- **DO THIS**: Rewrite the records below, changing every "using this sample" to "following this sample" and leaving everything else as it is.

#### LISTED ENTRIES

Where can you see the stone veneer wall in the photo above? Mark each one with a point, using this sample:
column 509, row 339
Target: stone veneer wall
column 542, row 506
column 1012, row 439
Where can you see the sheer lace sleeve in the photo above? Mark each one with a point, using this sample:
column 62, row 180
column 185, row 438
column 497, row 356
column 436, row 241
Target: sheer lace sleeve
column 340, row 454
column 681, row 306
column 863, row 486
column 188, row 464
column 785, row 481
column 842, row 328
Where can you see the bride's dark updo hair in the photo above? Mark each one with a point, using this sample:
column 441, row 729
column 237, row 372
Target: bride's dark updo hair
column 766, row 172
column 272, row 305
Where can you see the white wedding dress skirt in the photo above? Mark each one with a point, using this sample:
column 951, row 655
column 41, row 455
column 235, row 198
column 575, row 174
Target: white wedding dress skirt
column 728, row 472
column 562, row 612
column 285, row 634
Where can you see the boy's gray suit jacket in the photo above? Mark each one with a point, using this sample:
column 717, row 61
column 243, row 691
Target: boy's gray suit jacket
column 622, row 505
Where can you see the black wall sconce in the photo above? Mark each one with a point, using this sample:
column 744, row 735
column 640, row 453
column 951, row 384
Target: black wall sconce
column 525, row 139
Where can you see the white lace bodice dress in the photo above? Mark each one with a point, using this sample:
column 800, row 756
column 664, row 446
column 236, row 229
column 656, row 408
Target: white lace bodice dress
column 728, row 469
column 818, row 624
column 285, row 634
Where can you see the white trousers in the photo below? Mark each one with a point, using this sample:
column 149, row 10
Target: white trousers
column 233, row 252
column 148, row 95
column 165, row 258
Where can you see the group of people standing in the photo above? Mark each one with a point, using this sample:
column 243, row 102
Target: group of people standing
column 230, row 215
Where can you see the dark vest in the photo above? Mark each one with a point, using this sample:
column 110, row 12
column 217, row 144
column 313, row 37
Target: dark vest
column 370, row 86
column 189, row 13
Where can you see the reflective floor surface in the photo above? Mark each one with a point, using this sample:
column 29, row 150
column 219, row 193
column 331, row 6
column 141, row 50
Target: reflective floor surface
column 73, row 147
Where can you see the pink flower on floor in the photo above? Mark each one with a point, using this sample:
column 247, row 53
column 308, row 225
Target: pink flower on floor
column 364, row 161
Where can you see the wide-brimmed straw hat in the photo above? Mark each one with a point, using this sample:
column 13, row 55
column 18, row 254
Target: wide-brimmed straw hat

########

- **CORRECT ANSWER**:
Where can you see the stone veneer wall in the photo above? Mark each one with a point, following this sample:
column 509, row 339
Target: stone veneer wall
column 542, row 506
column 1012, row 439
Where can you see the sheer lace sleeve in the photo above? Mark each one with a point, following this sample:
column 62, row 180
column 185, row 438
column 497, row 356
column 436, row 241
Target: sheer lace sleeve
column 340, row 454
column 681, row 306
column 863, row 486
column 188, row 464
column 785, row 481
column 842, row 328
Where can you see the bride's dark updo hair in the photo above? Mark each one with a point, following this sample:
column 441, row 729
column 237, row 372
Target: bride's dark updo hair
column 766, row 172
column 272, row 305
Where can you see the white wedding dress skirt in the photo above? Mark each one with a point, following this sample:
column 951, row 655
column 41, row 455
column 235, row 198
column 575, row 174
Target: white wedding dress skirt
column 728, row 472
column 562, row 612
column 285, row 634
Where can you see the boy's gray suit jacket in the photo above? Mark each one with a point, following this sample:
column 717, row 61
column 243, row 691
Target: boy's gray suit jacket
column 622, row 505
Where can you see the black wall sconce in the photo above? Mark each one with a point, following this sample:
column 744, row 735
column 640, row 453
column 951, row 384
Target: black wall sconce
column 525, row 139
Where can you see the white lace bodice dress in the photo above? Mark each one with a point, following this sample:
column 800, row 756
column 664, row 446
column 236, row 229
column 656, row 408
Target: white lace bodice dress
column 728, row 469
column 818, row 624
column 285, row 634
Where can you see the white trousers in the photo below? Mark each one with a point, following this sample:
column 149, row 10
Target: white trousers
column 233, row 252
column 148, row 95
column 165, row 258
Where can you see the group of people standing in the photo above? Mark each one with a point, following this sample:
column 243, row 102
Target: group of people standing
column 230, row 215
Where can you see the dark vest in the photo above? Mark each one with a point, following this sample:
column 110, row 12
column 217, row 144
column 313, row 37
Target: dark vest
column 370, row 86
column 189, row 13
Where can you see the reflective floor surface in the photo above? Mark each one with a point, following this sample:
column 29, row 150
column 219, row 193
column 331, row 6
column 141, row 50
Target: reflective floor surface
column 73, row 147
Where can you see the pink flower on floor in the photo above? Mark each one with a point, following this sample:
column 247, row 53
column 308, row 225
Target: pink flower on floor
column 364, row 161
Where can you see the wide-brimmed straw hat in the photo above? Mark each one with a point, following this sample:
column 13, row 55
column 18, row 254
Target: wide-brimmed straw hat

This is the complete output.